Set task
Show each line from the entries below that contains the string "tusk", copying it in full. Treat uppercase and lowercase as different.

Task input
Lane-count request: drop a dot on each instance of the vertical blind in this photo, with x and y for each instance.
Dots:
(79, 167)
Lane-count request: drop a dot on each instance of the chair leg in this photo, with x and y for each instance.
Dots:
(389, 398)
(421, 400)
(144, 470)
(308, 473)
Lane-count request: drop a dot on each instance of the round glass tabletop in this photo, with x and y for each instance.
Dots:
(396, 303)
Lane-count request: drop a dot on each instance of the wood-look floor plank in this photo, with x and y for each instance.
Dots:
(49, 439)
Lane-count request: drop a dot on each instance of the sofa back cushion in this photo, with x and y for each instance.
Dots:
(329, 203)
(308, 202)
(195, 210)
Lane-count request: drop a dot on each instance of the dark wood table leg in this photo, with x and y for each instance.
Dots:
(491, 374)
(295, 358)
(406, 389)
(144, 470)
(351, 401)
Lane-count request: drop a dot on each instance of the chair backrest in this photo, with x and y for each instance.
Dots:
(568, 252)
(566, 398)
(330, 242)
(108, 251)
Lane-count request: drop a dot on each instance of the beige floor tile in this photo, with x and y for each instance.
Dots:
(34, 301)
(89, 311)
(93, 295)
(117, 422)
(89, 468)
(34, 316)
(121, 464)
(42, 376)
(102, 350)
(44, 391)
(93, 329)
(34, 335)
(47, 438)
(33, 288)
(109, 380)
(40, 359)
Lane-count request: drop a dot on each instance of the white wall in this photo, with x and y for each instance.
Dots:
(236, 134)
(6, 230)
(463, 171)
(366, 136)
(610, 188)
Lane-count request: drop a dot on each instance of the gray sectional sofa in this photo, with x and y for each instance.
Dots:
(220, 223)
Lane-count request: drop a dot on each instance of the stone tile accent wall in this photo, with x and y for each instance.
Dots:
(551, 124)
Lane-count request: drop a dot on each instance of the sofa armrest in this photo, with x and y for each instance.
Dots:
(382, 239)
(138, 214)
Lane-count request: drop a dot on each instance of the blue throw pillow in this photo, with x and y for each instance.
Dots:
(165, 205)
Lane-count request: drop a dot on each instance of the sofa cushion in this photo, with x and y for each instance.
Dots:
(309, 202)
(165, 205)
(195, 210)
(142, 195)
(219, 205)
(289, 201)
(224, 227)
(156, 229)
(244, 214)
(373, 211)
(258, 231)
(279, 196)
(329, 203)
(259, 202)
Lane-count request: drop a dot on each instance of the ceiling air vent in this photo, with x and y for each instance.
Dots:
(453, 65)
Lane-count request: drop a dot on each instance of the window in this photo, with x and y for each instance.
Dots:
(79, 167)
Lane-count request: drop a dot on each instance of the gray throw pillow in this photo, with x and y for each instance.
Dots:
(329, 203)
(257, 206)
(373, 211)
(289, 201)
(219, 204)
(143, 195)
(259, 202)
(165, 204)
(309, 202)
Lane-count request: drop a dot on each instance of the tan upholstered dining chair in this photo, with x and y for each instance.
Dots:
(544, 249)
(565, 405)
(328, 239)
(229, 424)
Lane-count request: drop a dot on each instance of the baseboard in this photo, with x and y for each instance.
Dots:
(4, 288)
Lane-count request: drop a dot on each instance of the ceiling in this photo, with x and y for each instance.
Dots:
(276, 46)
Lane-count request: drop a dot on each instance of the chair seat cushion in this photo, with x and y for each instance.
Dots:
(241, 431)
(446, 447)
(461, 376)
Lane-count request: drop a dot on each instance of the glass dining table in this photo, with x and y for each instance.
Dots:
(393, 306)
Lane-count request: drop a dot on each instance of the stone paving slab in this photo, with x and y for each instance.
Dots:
--
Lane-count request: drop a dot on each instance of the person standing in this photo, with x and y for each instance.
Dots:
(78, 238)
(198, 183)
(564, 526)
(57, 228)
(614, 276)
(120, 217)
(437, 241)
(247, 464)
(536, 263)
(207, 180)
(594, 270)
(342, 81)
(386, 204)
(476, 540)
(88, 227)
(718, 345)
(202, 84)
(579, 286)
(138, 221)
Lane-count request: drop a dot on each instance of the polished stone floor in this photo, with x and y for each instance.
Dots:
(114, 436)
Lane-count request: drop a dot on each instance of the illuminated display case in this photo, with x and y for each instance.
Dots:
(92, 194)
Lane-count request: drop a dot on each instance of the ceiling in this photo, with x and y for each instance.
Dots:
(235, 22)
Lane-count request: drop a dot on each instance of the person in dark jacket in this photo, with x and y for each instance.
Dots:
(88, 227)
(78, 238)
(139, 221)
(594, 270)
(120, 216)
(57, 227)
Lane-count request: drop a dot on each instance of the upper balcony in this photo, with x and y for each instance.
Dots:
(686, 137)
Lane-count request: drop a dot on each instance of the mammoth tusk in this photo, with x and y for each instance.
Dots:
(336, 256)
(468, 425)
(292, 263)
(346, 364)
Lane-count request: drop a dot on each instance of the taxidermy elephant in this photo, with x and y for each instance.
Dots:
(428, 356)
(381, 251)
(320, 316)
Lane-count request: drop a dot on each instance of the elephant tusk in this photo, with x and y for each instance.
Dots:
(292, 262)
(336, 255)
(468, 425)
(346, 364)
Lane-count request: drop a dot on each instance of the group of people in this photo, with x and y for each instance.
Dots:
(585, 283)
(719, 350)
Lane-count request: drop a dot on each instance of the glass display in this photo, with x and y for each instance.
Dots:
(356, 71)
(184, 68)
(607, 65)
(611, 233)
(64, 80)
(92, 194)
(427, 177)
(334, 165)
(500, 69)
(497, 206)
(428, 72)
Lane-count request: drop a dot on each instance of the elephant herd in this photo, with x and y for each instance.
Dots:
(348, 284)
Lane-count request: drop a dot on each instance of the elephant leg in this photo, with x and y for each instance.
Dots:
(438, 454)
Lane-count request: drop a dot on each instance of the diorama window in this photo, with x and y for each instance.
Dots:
* * *
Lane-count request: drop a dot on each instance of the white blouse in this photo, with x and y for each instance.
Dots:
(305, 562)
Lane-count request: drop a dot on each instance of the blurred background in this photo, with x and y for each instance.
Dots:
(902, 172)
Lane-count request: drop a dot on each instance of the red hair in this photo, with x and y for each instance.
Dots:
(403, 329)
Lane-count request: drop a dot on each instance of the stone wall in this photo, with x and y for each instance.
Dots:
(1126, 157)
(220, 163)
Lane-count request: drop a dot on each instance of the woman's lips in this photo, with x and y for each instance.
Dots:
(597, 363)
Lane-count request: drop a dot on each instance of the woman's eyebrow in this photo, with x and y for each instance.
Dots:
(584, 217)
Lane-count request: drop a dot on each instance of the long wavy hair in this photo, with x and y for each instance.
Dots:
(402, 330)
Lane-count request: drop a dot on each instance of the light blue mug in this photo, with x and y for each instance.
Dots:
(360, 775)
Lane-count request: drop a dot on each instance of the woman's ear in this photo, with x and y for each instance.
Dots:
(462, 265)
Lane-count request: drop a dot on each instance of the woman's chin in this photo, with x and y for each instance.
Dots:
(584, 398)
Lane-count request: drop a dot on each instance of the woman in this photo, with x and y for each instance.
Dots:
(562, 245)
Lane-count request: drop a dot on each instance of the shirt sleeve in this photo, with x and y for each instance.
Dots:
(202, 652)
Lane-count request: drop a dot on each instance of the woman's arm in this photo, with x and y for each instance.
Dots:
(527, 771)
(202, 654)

Task solution
Lane-count request: drop a dot on each instance of the mammoth tusk in this photo, with x and y for each instance.
Lane-count request: drop a dot on each instance of the elephant tusk in this photo, with x and y for each instance.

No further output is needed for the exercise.